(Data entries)
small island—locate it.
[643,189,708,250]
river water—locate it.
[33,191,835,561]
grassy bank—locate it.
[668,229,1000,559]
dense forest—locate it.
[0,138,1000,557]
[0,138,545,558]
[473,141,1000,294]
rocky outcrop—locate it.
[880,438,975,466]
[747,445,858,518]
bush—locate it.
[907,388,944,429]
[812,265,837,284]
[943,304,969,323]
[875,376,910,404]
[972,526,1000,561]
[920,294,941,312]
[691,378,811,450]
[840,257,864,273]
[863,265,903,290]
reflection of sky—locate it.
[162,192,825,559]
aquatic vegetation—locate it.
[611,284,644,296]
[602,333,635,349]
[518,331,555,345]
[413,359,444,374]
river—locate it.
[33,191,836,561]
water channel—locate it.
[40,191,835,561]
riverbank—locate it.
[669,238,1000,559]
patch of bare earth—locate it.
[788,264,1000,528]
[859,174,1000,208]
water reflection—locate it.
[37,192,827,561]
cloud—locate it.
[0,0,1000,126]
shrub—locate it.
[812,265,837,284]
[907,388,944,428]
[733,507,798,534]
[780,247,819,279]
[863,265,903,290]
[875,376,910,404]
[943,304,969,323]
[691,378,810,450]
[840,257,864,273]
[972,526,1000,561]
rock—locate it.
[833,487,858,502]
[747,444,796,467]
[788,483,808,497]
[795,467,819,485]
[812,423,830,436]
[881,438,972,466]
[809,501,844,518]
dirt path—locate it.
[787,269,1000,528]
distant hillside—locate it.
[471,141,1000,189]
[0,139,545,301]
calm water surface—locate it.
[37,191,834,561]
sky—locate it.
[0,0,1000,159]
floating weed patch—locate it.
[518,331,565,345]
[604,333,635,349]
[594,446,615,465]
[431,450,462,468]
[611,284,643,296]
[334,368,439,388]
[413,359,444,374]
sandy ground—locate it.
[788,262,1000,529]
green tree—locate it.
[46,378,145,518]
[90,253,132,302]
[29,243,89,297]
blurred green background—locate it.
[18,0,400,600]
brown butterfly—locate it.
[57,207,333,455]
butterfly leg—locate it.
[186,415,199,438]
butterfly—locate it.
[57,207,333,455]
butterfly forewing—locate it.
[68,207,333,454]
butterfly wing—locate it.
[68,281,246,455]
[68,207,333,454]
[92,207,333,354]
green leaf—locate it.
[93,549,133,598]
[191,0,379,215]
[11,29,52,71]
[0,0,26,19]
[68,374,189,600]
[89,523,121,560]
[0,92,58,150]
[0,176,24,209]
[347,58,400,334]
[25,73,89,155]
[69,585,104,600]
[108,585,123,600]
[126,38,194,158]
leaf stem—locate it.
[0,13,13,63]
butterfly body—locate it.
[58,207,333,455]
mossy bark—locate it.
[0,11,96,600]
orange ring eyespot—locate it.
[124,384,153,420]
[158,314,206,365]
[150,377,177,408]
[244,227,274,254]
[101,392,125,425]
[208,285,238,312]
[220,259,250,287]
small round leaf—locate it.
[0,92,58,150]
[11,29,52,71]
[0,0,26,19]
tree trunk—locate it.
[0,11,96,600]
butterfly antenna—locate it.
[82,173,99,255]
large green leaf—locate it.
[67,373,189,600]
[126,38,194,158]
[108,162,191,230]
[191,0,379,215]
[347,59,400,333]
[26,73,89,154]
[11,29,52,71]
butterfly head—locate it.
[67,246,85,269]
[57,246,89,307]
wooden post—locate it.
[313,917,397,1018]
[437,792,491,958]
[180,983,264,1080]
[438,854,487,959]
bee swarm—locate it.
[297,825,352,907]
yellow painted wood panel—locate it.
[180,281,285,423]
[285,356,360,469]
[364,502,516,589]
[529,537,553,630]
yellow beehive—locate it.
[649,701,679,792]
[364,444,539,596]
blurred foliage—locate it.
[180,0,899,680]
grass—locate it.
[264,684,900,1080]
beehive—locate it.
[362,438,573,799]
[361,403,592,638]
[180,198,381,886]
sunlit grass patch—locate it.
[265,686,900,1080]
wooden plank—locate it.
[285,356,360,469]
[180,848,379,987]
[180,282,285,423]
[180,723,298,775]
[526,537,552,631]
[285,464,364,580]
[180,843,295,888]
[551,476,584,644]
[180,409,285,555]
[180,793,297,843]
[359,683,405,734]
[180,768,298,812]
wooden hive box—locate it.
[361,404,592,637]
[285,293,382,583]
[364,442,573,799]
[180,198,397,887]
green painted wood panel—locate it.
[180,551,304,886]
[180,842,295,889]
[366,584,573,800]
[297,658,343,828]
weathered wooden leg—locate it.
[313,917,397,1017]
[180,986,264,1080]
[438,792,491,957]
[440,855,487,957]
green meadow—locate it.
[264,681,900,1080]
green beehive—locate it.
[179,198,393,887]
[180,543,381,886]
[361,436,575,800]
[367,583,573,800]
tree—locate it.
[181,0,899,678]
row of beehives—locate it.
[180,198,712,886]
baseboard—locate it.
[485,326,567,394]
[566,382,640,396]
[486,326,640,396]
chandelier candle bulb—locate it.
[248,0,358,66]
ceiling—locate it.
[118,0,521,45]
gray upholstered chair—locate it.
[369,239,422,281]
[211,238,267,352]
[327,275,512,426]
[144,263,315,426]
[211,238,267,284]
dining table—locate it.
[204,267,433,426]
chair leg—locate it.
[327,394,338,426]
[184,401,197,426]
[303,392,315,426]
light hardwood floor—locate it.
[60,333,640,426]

▶ Goal:
Starting with the line that has "small round leaf—locate it." and ending with the line that has "[364,444,539,596]", write out those lines again, keeping the request lines as they are. Scale every bounding-box coordinate by 0.45 and round it to a whole number, rounding halves up.

▶ Task output:
small round leaf—locate it.
[0,41,26,68]
[5,13,23,32]
[0,0,12,9]
tree trunk—locate it.
[0,5,43,270]
butterfly antenna—locate it.
[37,78,45,115]
large green leaf—locate it.
[30,168,85,270]
[57,17,87,71]
[49,73,86,104]
[86,0,171,97]
[156,27,180,150]
[12,33,40,69]
[5,13,23,32]
butterfly head—locate it.
[30,111,38,121]
[26,111,40,138]
wooden post—locate it.
[141,413,179,458]
[197,356,221,431]
[81,442,119,486]
[197,384,219,432]
bee swarm—locate it.
[134,371,158,408]
yellow painted wood panel—locate it.
[81,126,128,190]
[128,160,162,211]
[164,226,232,265]
[238,242,249,284]
yellow beehive—locate it.
[292,315,306,356]
[164,200,243,268]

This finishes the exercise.